#### Source passage ####
On Sun, Dec 27, 2009 at 10:39 AM, Duncan <[email protected]> wrote:

> Are you running standard amd64 keyword, or ~amd64?  It appears from that,
> that you'd be running amd64 (stable), because it's ~amd64 masked.
>
> So which version of kde (or kdelibs if you only have a few kde packages,
> not most/all of the software collection) is installed?  According to the
> changelog, kde-base/kdebase-runtime-meta was only introduced for kde
> 4.3.4, the package didn't exist earlier.  But kde 4.3.4 is ~amd64
> masked.  So why is a package that never existed for previous versions now
> in your world file, or a dependency of something that is, if you're not
> yet running the ~amd64 kde 4.3.4?
>
> If you're running stable amd64 normally, but have whatever parts of kde
> 4.3.4 you have installed in your package.keywords file, then you now need
> to add kde-base/kdebase-runtime-meta to it as well, as it's now required
> by kdelibs 4.3.4 (because upstream requires it, see gentoo bug #295456).
>
> Bottom line, if you have (amd64 stable) kdelibs-4.3.3 installed, kdebase-
> runtime-meta shouldn't be being pulled in, unless you're trying to
> upgrade whatever kde parts you have to 4.3.4.  If you have
> package.keyworded parts of kde 4.3.4 and have it installed, they you need
> to package.keyword kdebase-runtime-meta (and all the packages it pulls
> in), because it's now a dependency.  Either that, or downgrade back to
> 4.3.3 and remove the 4.3.4 package.keyword entries you already have, if
> you aren't prepared to keyword runtime-meta and its dependencies as well.
####
* _Stated exercise_
According to the email, which KDE version first introduced the package kde-base/kdebase-runtime-meta? The listing after this email is separate material.
#### Stored records ####
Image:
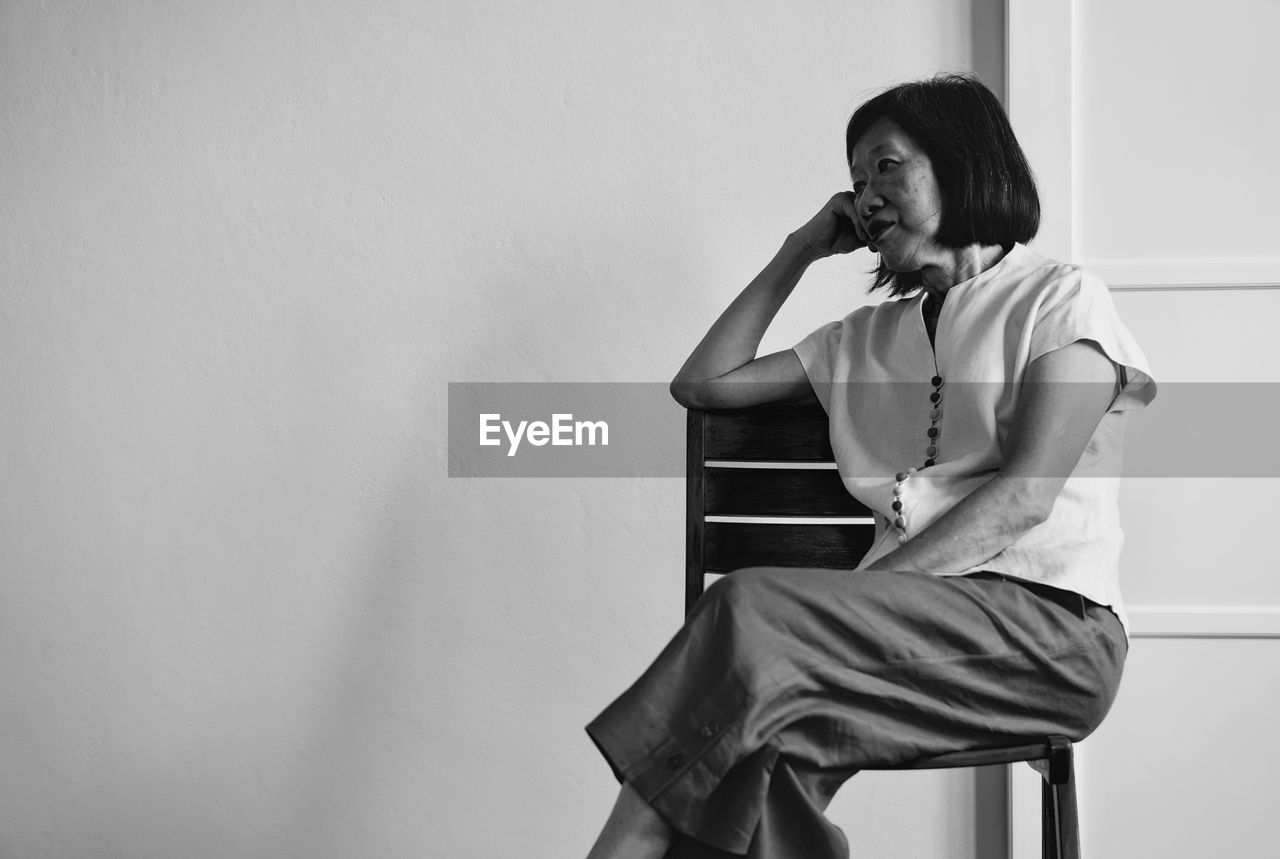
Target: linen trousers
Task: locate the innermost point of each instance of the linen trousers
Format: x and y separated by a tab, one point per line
784	682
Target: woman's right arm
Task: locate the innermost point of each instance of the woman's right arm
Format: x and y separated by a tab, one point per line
723	371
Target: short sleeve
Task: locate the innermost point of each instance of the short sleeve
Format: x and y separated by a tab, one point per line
1079	307
817	352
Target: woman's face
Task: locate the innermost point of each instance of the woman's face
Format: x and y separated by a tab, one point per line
897	196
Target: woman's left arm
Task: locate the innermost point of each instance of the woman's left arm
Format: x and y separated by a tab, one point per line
1064	397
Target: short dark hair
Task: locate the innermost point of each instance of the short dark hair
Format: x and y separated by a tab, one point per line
988	192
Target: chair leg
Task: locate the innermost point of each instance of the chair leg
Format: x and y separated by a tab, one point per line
1060	826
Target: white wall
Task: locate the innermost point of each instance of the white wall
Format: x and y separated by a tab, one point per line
243	248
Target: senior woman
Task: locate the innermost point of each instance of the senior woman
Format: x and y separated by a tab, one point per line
978	412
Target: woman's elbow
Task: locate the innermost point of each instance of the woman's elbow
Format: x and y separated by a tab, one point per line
####
* _Right answer_
KDE 4.3.4